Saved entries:

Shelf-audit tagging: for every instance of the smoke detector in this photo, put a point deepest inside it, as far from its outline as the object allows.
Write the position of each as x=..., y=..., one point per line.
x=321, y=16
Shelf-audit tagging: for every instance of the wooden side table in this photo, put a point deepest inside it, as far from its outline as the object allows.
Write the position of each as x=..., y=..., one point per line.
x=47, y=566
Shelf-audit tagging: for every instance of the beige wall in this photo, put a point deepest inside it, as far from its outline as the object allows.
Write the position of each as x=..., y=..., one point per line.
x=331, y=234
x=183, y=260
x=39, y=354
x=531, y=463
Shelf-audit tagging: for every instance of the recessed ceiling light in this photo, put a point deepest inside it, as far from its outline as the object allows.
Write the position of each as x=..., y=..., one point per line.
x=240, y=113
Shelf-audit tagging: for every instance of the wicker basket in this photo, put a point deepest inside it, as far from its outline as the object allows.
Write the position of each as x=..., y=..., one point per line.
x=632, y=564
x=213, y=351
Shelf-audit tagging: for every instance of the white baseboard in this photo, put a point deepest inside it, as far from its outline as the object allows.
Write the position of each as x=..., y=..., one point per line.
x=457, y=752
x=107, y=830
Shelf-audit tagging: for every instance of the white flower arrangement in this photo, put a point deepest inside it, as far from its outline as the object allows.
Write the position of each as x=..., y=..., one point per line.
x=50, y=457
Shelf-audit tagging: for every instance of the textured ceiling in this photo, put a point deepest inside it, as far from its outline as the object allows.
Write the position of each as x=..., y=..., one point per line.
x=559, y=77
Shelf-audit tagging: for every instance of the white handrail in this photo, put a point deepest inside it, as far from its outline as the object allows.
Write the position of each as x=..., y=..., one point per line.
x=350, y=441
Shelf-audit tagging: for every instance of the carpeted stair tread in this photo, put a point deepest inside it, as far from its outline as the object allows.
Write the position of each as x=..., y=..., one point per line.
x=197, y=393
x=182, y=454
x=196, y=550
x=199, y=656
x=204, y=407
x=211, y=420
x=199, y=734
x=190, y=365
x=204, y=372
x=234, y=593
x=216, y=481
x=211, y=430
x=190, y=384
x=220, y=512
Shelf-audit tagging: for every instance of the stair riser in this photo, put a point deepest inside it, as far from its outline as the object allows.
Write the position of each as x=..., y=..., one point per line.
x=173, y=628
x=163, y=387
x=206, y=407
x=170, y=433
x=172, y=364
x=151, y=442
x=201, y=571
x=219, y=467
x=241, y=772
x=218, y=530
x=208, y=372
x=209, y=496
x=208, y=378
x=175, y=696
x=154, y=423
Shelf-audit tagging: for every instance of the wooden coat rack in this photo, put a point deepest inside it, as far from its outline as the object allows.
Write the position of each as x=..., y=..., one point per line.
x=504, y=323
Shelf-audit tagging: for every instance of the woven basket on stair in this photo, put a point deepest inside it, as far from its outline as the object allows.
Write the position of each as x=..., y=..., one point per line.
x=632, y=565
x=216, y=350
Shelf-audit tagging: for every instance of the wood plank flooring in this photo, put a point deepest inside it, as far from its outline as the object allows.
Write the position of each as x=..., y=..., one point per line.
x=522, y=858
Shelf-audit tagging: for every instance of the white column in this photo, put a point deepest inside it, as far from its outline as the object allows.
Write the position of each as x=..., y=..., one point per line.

PROBLEM DETAILS:
All that is needed is the line containing "Shelf-audit tagging: for every instance of the stair" and each line after it to the end of the data above, set down exactly.

SOLUTION FOR THIS PROBLEM:
Shelf-audit tagging: for every instance of the stair riser in this photo, put a point deepest inside it, as far from its outline as the object allows.
Write the position of each as x=..., y=..., one point per line.
x=173, y=628
x=163, y=387
x=206, y=407
x=170, y=433
x=172, y=364
x=151, y=442
x=201, y=571
x=219, y=467
x=241, y=772
x=218, y=530
x=208, y=372
x=209, y=496
x=208, y=378
x=175, y=696
x=154, y=423
Shelf-audit tagging: for every instance of the wooden coat rack in this photo, put a point deepest inside it, as far from its outline as the object allows.
Write the position of each as x=..., y=..., one point per line.
x=504, y=323
Shelf-audit tagging: for every instance of the woven basket on stair in this photo, put a point deepest inside it, as far from its outline as the object allows.
Write the position of each as x=..., y=..., one point per line.
x=632, y=565
x=216, y=350
Shelf-audit tagging: for every instance of the wood plank flooring in this photo, put a point deepest inside it, as far from its outline as the object allows.
Write the position of each as x=..., y=..., one point per line.
x=522, y=858
Shelf-audit tagging: for every instance of the white column in this photo, put a point deepest inside it, as far from its outline as the object allows.
Write the position of each as x=..., y=..., one point per line.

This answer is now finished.